Task =
Write out, word for word, the stretch of the records below from the line containing "[outline] navy blue shorts, every instance" through the end of the records. Leave the pictures out of your answer.

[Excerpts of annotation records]
=-=-=
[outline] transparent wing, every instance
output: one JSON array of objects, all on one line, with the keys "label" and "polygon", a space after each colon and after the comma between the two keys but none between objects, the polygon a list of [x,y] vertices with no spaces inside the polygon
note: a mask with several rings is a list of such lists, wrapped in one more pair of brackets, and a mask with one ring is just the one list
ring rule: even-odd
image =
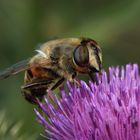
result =
[{"label": "transparent wing", "polygon": [[11,75],[15,75],[19,72],[28,70],[32,67],[44,67],[46,66],[46,68],[50,68],[51,66],[53,66],[54,64],[56,64],[56,62],[52,62],[49,59],[37,59],[36,61],[30,63],[31,58],[23,60],[21,62],[18,62],[14,65],[12,65],[11,67],[5,69],[3,72],[0,72],[0,80],[8,78]]}]

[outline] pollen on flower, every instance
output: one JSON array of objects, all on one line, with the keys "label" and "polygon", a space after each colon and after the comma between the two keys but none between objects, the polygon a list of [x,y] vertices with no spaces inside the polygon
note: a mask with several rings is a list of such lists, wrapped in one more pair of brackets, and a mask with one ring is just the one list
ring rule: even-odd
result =
[{"label": "pollen on flower", "polygon": [[99,84],[67,82],[69,92],[53,103],[45,97],[35,109],[37,120],[51,140],[139,140],[140,75],[137,64],[110,67]]}]

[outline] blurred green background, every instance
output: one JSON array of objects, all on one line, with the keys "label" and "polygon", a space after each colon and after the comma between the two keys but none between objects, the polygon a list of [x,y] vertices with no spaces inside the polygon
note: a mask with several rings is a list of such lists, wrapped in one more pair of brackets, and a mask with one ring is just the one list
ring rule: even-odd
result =
[{"label": "blurred green background", "polygon": [[[54,37],[90,37],[103,50],[103,67],[140,62],[139,0],[0,0],[0,70],[35,54]],[[20,94],[24,73],[0,81],[0,110],[38,134],[33,108]]]}]

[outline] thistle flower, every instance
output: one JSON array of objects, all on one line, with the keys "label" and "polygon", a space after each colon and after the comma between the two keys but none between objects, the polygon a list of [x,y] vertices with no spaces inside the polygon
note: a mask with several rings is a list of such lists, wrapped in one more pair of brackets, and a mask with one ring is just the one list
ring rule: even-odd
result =
[{"label": "thistle flower", "polygon": [[109,68],[99,84],[67,83],[68,94],[39,103],[38,121],[51,140],[140,140],[140,75],[138,65]]},{"label": "thistle flower", "polygon": [[22,123],[9,120],[5,111],[0,111],[0,140],[35,140],[35,134],[21,133]]}]

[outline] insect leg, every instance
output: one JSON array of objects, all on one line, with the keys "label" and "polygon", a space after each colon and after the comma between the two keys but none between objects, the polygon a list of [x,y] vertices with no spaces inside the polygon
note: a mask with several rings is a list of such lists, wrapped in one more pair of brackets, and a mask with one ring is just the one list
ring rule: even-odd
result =
[{"label": "insect leg", "polygon": [[55,85],[51,88],[51,90],[55,90],[57,87],[59,87],[63,82],[65,78],[61,78],[59,81],[55,83]]}]

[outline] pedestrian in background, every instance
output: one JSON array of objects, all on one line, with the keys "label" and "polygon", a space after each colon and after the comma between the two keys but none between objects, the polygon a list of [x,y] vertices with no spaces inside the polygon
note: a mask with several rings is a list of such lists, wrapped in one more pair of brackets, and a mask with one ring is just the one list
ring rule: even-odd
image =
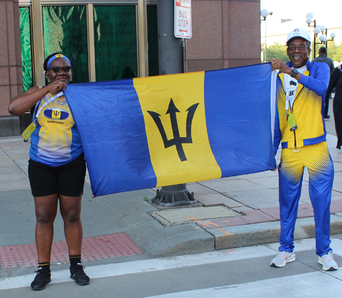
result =
[{"label": "pedestrian in background", "polygon": [[336,87],[335,96],[332,103],[332,111],[335,120],[335,130],[337,135],[337,148],[341,150],[342,146],[342,65],[339,65],[332,72],[326,92],[326,98],[330,96],[332,89]]},{"label": "pedestrian in background", "polygon": [[278,252],[271,266],[282,267],[295,260],[293,234],[302,191],[304,168],[309,174],[309,193],[313,207],[316,254],[324,270],[336,270],[330,247],[330,201],[334,166],[326,144],[324,98],[330,70],[325,63],[311,63],[311,38],[295,29],[287,38],[290,62],[272,60],[277,77],[274,154],[280,141],[279,172],[280,234]]},{"label": "pedestrian in background", "polygon": [[[315,58],[312,62],[318,62],[318,63],[326,63],[330,69],[330,73],[334,70],[334,62],[332,59],[328,58],[328,51],[325,46],[321,46],[318,50],[318,53],[319,55]],[[324,119],[328,120],[330,119],[330,116],[328,114],[329,110],[329,99],[330,96],[326,96],[324,100]]]},{"label": "pedestrian in background", "polygon": [[36,217],[38,269],[31,284],[34,290],[42,290],[51,281],[50,260],[58,202],[64,223],[70,277],[79,285],[90,281],[81,263],[81,199],[86,161],[73,114],[60,94],[72,79],[71,63],[66,56],[56,53],[45,59],[44,70],[50,83],[29,89],[14,98],[8,106],[8,111],[14,116],[33,107],[33,122],[30,130],[25,131],[31,133],[29,178]]}]

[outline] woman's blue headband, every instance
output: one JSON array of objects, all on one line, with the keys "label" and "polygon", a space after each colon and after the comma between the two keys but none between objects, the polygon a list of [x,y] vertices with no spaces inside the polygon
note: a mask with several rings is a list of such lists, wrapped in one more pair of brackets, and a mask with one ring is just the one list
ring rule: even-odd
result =
[{"label": "woman's blue headband", "polygon": [[63,54],[56,54],[52,56],[49,61],[47,62],[47,70],[49,70],[49,68],[50,67],[50,64],[51,62],[56,58],[64,58],[66,60],[67,60],[69,63],[70,65],[71,66],[71,62],[69,60],[69,58],[68,58],[65,55]]}]

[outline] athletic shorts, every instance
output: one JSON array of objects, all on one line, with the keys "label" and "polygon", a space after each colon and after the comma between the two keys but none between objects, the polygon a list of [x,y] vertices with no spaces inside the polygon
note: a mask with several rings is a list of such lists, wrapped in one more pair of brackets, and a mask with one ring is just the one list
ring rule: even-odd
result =
[{"label": "athletic shorts", "polygon": [[86,170],[83,153],[73,161],[57,167],[29,159],[29,178],[32,195],[44,197],[58,193],[79,197],[83,193]]}]

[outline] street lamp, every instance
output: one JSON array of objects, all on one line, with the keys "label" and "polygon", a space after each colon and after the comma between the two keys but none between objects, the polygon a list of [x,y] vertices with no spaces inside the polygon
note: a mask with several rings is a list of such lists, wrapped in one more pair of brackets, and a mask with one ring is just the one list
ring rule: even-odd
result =
[{"label": "street lamp", "polygon": [[267,59],[267,50],[266,50],[266,17],[272,16],[273,14],[272,12],[269,12],[267,10],[262,10],[260,12],[261,16],[263,18],[261,21],[265,21],[265,62],[266,62]]},{"label": "street lamp", "polygon": [[[316,20],[313,20],[313,14],[311,12],[308,12],[306,14],[306,23],[308,27],[313,27],[315,29],[313,29],[313,57],[316,57],[316,44],[324,44],[326,48],[328,48],[328,42],[333,41],[334,38],[336,36],[334,33],[332,33],[330,34],[331,39],[328,39],[328,29],[326,28],[326,26],[321,25],[319,26],[316,24]],[[311,25],[310,24],[313,22],[313,25]],[[318,39],[320,42],[316,42],[316,38],[317,38],[319,32],[321,32],[321,34],[319,36]]]}]

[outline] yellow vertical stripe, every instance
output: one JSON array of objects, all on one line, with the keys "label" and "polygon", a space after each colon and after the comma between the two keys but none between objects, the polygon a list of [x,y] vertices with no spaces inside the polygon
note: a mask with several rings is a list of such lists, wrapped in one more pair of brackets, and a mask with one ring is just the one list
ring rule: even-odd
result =
[{"label": "yellow vertical stripe", "polygon": [[[213,154],[209,144],[205,121],[204,98],[205,72],[172,74],[133,79],[133,85],[144,114],[145,128],[152,165],[157,176],[157,186],[173,185],[200,181],[222,176],[221,170]],[[147,81],[148,80],[148,81]],[[171,99],[179,112],[166,113]],[[172,104],[171,103],[171,105]],[[194,117],[192,122],[192,143],[181,144],[165,148],[161,132],[151,114],[160,116],[162,129],[168,141],[174,139],[174,127],[177,126],[181,138],[187,137],[187,111],[192,107]],[[171,115],[172,114],[172,115]],[[174,119],[176,119],[176,126]],[[159,125],[160,126],[160,125]],[[181,161],[180,151],[186,160]]]}]

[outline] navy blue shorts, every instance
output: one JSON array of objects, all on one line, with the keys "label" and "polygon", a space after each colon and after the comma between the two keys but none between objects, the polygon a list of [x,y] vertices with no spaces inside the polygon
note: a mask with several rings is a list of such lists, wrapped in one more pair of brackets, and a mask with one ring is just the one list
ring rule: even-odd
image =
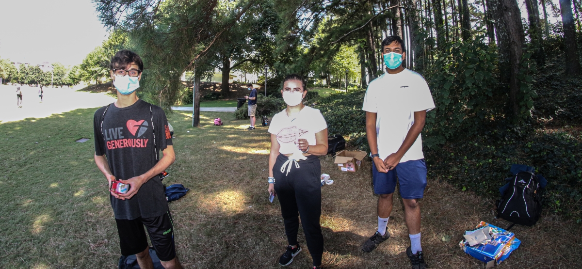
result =
[{"label": "navy blue shorts", "polygon": [[400,183],[400,196],[404,199],[417,199],[424,196],[427,186],[427,164],[424,159],[400,162],[388,173],[378,172],[372,163],[374,192],[377,194],[389,194],[394,192],[396,177]]}]

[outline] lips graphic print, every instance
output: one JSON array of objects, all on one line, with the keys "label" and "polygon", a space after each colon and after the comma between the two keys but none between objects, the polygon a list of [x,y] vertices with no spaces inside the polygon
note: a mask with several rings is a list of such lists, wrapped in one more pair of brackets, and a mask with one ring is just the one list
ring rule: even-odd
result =
[{"label": "lips graphic print", "polygon": [[132,133],[133,136],[136,135],[136,132],[137,129],[139,129],[139,132],[137,133],[137,137],[141,136],[147,130],[147,128],[150,125],[148,124],[147,122],[145,120],[142,119],[139,122],[136,122],[133,119],[130,119],[127,121],[127,129],[129,130],[129,132]]},{"label": "lips graphic print", "polygon": [[281,143],[293,143],[303,135],[307,131],[298,128],[297,126],[282,129],[277,133],[277,140]]}]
=-=-=
Answer to the problem =
[outline] navy blue shorts, every instance
output: one JSON array of objects, all on one line, with the keys "label" and "polygon", a space after each colon and after the comma between the two keys but none between objects, the polygon a list of [x,y] vertices with no spaces inside the polygon
note: a mask with several rings is a list of such lists, wrapped in one more pair of brackets, and a mask with one ring is just the one list
ring rule: even-odd
image =
result =
[{"label": "navy blue shorts", "polygon": [[400,183],[400,196],[404,199],[417,199],[424,196],[427,186],[427,164],[424,159],[400,162],[388,173],[378,172],[372,163],[374,192],[377,194],[389,194],[394,192],[396,177]]}]

[outline] lips graphic print, every instance
output: one JSON array of objects, all on one line, with the keys "label" and "polygon", a space after each colon and after the comma between the two keys but none between objects, the polygon a list of [x,y] vertices with no spaces inside the polygon
note: a mask with several rings is a list of such lists, wrapped in one more pair of brackets, and a mask with one ring is just the one list
ring rule: even-odd
result =
[{"label": "lips graphic print", "polygon": [[132,133],[133,136],[136,135],[136,132],[137,129],[139,129],[139,132],[137,133],[137,137],[141,136],[147,130],[147,128],[150,125],[148,124],[147,122],[145,120],[142,119],[139,122],[136,122],[133,119],[130,119],[127,121],[127,129],[129,130],[129,132]]},{"label": "lips graphic print", "polygon": [[281,143],[293,143],[303,135],[307,131],[298,128],[297,126],[282,129],[277,133],[277,140]]}]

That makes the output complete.